Problem to work on: According to the article on the Visual Statistics Display tool below, which GemFire environments does the article apply to?

Selected passage:

============================================================

Troubleshooting using Visual Statistics Display (VSD) in VMware GemFire
search cancel

Troubleshooting using Visual Statistics Display (VSD) in VMware GemFire

book

Article ID: 293975

calendar_today

Updated On: 03-31-2025

Products

VMware Tanzu Gemfire

Issue/Introduction

This article will help you get started with the Visual Statistics Display (VSD) tool; this article aims to help you understand how to use it in order to troubleshoot VMware GemFire issues. This article applies to a Gemfire environment of 7 or later.

Resolution

Visual Statistics Display (VSD) is a visual tool for analyzing GemFire statistics. It is probably the most important GemFire tool to understand because it is used when either tuning GemFire or troubleshooting most GemFire issues.

============================================================

Data shown:
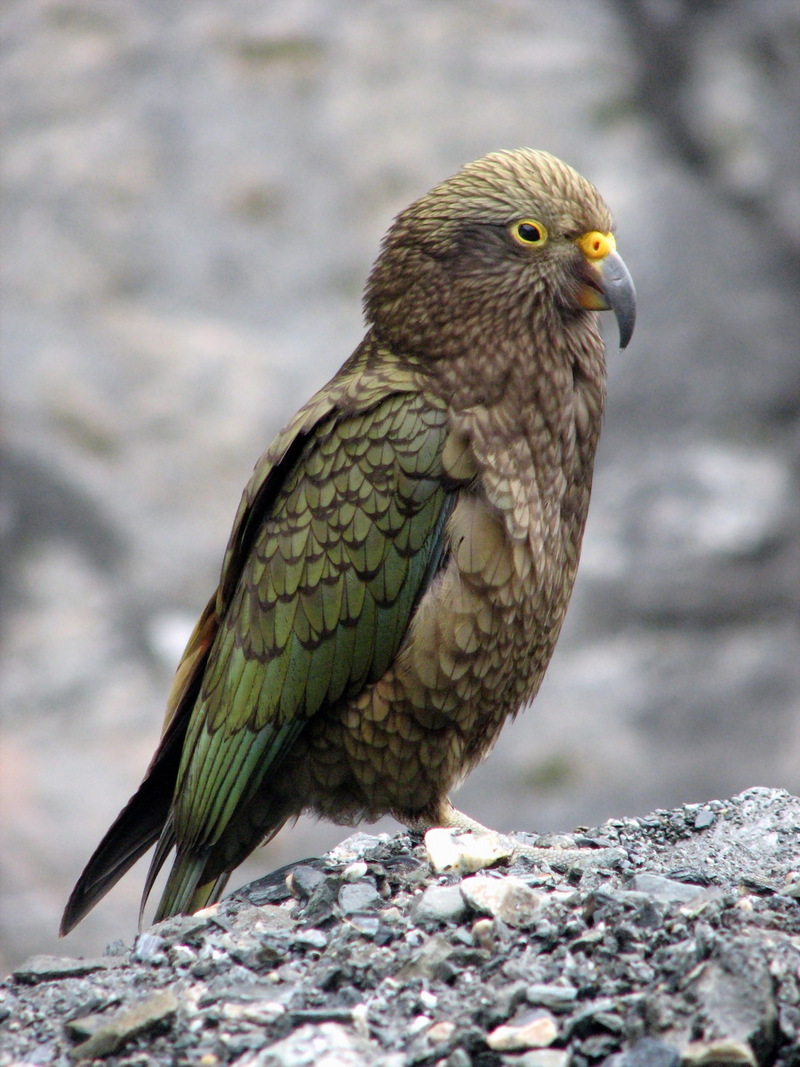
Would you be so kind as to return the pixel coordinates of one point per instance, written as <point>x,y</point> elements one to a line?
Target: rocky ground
<point>668,940</point>
<point>192,195</point>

============================================================

Response: It applies to GemFire environments of version 7 or later.